OBJECTIVE →
Turn the records below into a two-column CSV with the header row instruction,result. Give one row per record: its text goes in one quoted field and its answer in another, with line breaks replaced by spaces and the pictures left out.

◆ ◆ ◆ ◆ ◆ ◆ ◆

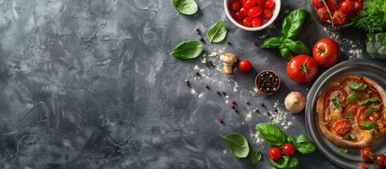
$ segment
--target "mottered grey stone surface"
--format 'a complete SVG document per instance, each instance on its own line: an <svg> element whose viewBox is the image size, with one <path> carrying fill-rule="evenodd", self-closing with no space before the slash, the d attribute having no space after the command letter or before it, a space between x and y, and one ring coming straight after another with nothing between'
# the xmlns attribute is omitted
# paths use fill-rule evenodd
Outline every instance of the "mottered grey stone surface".
<svg viewBox="0 0 386 169"><path fill-rule="evenodd" d="M283 16L300 7L309 13L309 4L283 1L273 27L247 32L228 20L223 1L196 1L200 11L188 16L163 0L0 1L0 168L271 168L269 146L255 125L272 123L288 134L308 135L304 113L290 114L283 101L291 91L306 95L314 80L290 80L278 50L252 42L281 36ZM228 35L210 44L206 32L218 20L226 22ZM369 58L363 32L323 30L311 15L298 39L311 49L326 37L341 45L339 62ZM179 43L200 37L206 42L200 58L168 55ZM222 74L219 58L208 55L224 51L249 59L253 70ZM202 64L203 58L214 66ZM263 70L281 77L278 93L254 90ZM219 137L230 132L260 149L262 161L236 160ZM317 151L298 159L301 168L338 168Z"/></svg>

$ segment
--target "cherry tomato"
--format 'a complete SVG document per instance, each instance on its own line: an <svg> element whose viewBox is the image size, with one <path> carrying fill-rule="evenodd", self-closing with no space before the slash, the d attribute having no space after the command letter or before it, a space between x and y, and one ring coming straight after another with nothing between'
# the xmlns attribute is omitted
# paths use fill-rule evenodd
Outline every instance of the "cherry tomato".
<svg viewBox="0 0 386 169"><path fill-rule="evenodd" d="M292 156L295 151L295 146L290 143L287 143L283 146L283 152L288 156Z"/></svg>
<svg viewBox="0 0 386 169"><path fill-rule="evenodd" d="M272 147L268 152L268 156L274 161L277 161L281 156L281 151L279 148Z"/></svg>
<svg viewBox="0 0 386 169"><path fill-rule="evenodd" d="M335 40L330 38L323 38L319 40L312 49L312 56L318 65L322 67L330 67L335 64L340 55L339 45Z"/></svg>
<svg viewBox="0 0 386 169"><path fill-rule="evenodd" d="M238 12L241 8L241 2L238 0L233 0L232 2L231 2L231 6L229 6L229 8L231 8L231 11L233 12Z"/></svg>
<svg viewBox="0 0 386 169"><path fill-rule="evenodd" d="M351 124L347 120L338 121L334 125L334 130L339 134L346 134L351 129Z"/></svg>
<svg viewBox="0 0 386 169"><path fill-rule="evenodd" d="M243 25L245 27L252 27L252 18L250 17L245 17L243 20Z"/></svg>
<svg viewBox="0 0 386 169"><path fill-rule="evenodd" d="M344 13L349 13L354 9L354 4L349 0L345 0L340 4L340 9Z"/></svg>
<svg viewBox="0 0 386 169"><path fill-rule="evenodd" d="M248 16L255 18L260 16L263 13L262 8L259 7L252 7L248 10Z"/></svg>
<svg viewBox="0 0 386 169"><path fill-rule="evenodd" d="M249 72L252 68L252 64L248 60L241 60L238 63L238 69L242 72Z"/></svg>
<svg viewBox="0 0 386 169"><path fill-rule="evenodd" d="M235 19L237 20L242 20L246 15L243 13L238 11L235 13Z"/></svg>
<svg viewBox="0 0 386 169"><path fill-rule="evenodd" d="M260 18L255 18L252 19L252 27L257 27L262 25L262 19Z"/></svg>
<svg viewBox="0 0 386 169"><path fill-rule="evenodd" d="M356 113L358 113L358 111L359 110L359 105L358 105L356 103L352 103L346 105L345 108L343 108L343 110L342 112L340 112L340 115L342 118L345 118L346 115L347 115L349 113L352 114L352 116L355 116Z"/></svg>
<svg viewBox="0 0 386 169"><path fill-rule="evenodd" d="M263 17L266 20L271 19L272 18L272 11L269 9L265 8L263 12Z"/></svg>
<svg viewBox="0 0 386 169"><path fill-rule="evenodd" d="M378 166L386 166L386 155L380 154L374 157L374 160L378 162Z"/></svg>
<svg viewBox="0 0 386 169"><path fill-rule="evenodd" d="M264 4L264 8L271 9L275 6L275 1L274 0L267 0Z"/></svg>
<svg viewBox="0 0 386 169"><path fill-rule="evenodd" d="M298 82L308 82L316 75L318 63L308 55L298 55L288 62L287 75Z"/></svg>
<svg viewBox="0 0 386 169"><path fill-rule="evenodd" d="M366 162L371 162L373 158L371 157L374 156L374 150L368 147L364 148L361 151L361 156Z"/></svg>
<svg viewBox="0 0 386 169"><path fill-rule="evenodd" d="M352 4L354 4L354 11L359 12L362 10L364 8L364 4L359 0L353 0Z"/></svg>
<svg viewBox="0 0 386 169"><path fill-rule="evenodd" d="M312 4L316 8L326 6L322 0L312 0Z"/></svg>
<svg viewBox="0 0 386 169"><path fill-rule="evenodd" d="M328 11L327 11L327 8L326 8L326 6L320 7L316 9L316 15L323 20L330 20L330 15L328 14Z"/></svg>
<svg viewBox="0 0 386 169"><path fill-rule="evenodd" d="M333 13L333 21L337 25L341 25L346 23L347 19L346 15L342 12L342 10L335 10Z"/></svg>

◆ ◆ ◆ ◆ ◆ ◆ ◆

RESPONSE TO THIS EXERCISE →
instruction,result
"$ segment --target ""mottered grey stone surface"" --format 'a complete SVG document per instance, each instance on its own line: an <svg> element whose viewBox is the image size, with one <path> carrying fill-rule=""evenodd"", self-closing with no space before the slash, the d attribute having no space after the command letter or before it, a space between x and y, and one ring coming straight after another with nothing between' # the xmlns attribute is omitted # paths use fill-rule evenodd Outline every instance of the ""mottered grey stone surface"".","<svg viewBox=""0 0 386 169""><path fill-rule=""evenodd"" d=""M283 16L300 7L309 13L309 4L283 1L273 27L247 32L228 20L223 1L196 1L200 11L188 16L163 0L0 1L0 168L271 168L269 146L255 125L272 123L288 134L308 135L304 113L290 114L283 101L291 91L306 95L314 80L290 80L278 50L252 42L281 36ZM228 35L210 44L206 32L218 20L226 22ZM369 58L363 32L323 30L311 15L298 39L311 49L326 37L341 45L339 62ZM179 43L200 37L206 42L200 58L168 55ZM222 74L219 58L208 55L224 51L249 59L253 70ZM202 64L203 58L214 66ZM263 70L281 77L278 93L254 90ZM219 137L230 132L260 149L262 161L236 160ZM317 151L298 159L301 168L338 168Z""/></svg>"
"$ segment --target ""cherry tomato"" --format 'a complete SVG document per instance, each instance on its own line: an <svg> element whose viewBox is the image size, with one <path> carrying fill-rule=""evenodd"", self-closing with no space before the slash, the d attribute having no space after the command letter or before it, a space between x and y, and one ring coming straight after another with nothing between' # the xmlns attribute is omitted # paths use fill-rule evenodd Outline every instance of the ""cherry tomato"".","<svg viewBox=""0 0 386 169""><path fill-rule=""evenodd"" d=""M292 156L295 151L295 146L290 143L287 143L283 146L283 152L288 156Z""/></svg> <svg viewBox=""0 0 386 169""><path fill-rule=""evenodd"" d=""M272 147L268 152L268 156L274 161L277 161L281 156L281 151L279 148Z""/></svg> <svg viewBox=""0 0 386 169""><path fill-rule=""evenodd"" d=""M335 40L330 38L323 38L319 40L312 49L312 56L318 65L322 67L330 67L335 64L340 55L339 45Z""/></svg> <svg viewBox=""0 0 386 169""><path fill-rule=""evenodd"" d=""M238 12L241 8L241 2L238 0L233 0L232 2L231 2L231 6L229 6L229 8L231 8L231 11L233 12Z""/></svg> <svg viewBox=""0 0 386 169""><path fill-rule=""evenodd"" d=""M351 124L347 120L338 121L334 125L334 130L339 134L346 134L351 129Z""/></svg> <svg viewBox=""0 0 386 169""><path fill-rule=""evenodd"" d=""M243 25L245 27L252 27L252 18L250 17L245 17L243 20Z""/></svg> <svg viewBox=""0 0 386 169""><path fill-rule=""evenodd"" d=""M344 13L349 13L354 9L354 4L349 0L345 0L340 4L340 9Z""/></svg> <svg viewBox=""0 0 386 169""><path fill-rule=""evenodd"" d=""M248 16L255 18L260 16L263 13L262 8L259 7L252 7L248 10Z""/></svg> <svg viewBox=""0 0 386 169""><path fill-rule=""evenodd"" d=""M249 72L252 68L252 64L248 60L241 60L238 63L238 69L242 72Z""/></svg> <svg viewBox=""0 0 386 169""><path fill-rule=""evenodd"" d=""M235 19L237 20L242 20L246 15L243 13L238 11L235 13Z""/></svg> <svg viewBox=""0 0 386 169""><path fill-rule=""evenodd"" d=""M260 18L255 18L252 19L252 27L257 27L262 25L262 19Z""/></svg> <svg viewBox=""0 0 386 169""><path fill-rule=""evenodd"" d=""M356 113L358 113L358 111L359 110L359 105L358 105L356 103L352 103L346 105L345 108L343 108L343 110L342 112L340 112L340 115L342 118L345 118L346 115L347 115L349 113L352 114L352 116L355 116Z""/></svg> <svg viewBox=""0 0 386 169""><path fill-rule=""evenodd"" d=""M263 17L266 20L271 19L272 18L272 11L269 9L265 8L263 12Z""/></svg> <svg viewBox=""0 0 386 169""><path fill-rule=""evenodd"" d=""M378 166L386 166L386 155L380 154L374 157L374 160L378 162Z""/></svg> <svg viewBox=""0 0 386 169""><path fill-rule=""evenodd"" d=""M264 4L264 8L271 9L275 6L275 1L274 0L267 0Z""/></svg> <svg viewBox=""0 0 386 169""><path fill-rule=""evenodd"" d=""M298 82L308 82L316 75L318 63L308 55L298 55L288 62L287 75Z""/></svg> <svg viewBox=""0 0 386 169""><path fill-rule=""evenodd"" d=""M366 162L371 162L373 158L371 157L374 156L374 150L368 147L364 148L361 151L361 156Z""/></svg> <svg viewBox=""0 0 386 169""><path fill-rule=""evenodd"" d=""M352 4L354 4L354 11L359 12L362 10L364 8L364 4L359 0L353 0Z""/></svg> <svg viewBox=""0 0 386 169""><path fill-rule=""evenodd"" d=""M312 4L316 8L326 6L322 0L312 0Z""/></svg> <svg viewBox=""0 0 386 169""><path fill-rule=""evenodd"" d=""M328 11L327 11L327 8L326 8L326 6L320 7L316 9L316 15L323 20L330 20L330 15L328 14Z""/></svg> <svg viewBox=""0 0 386 169""><path fill-rule=""evenodd"" d=""M333 13L333 21L337 25L341 25L346 23L347 19L346 15L342 12L342 10L335 10Z""/></svg>"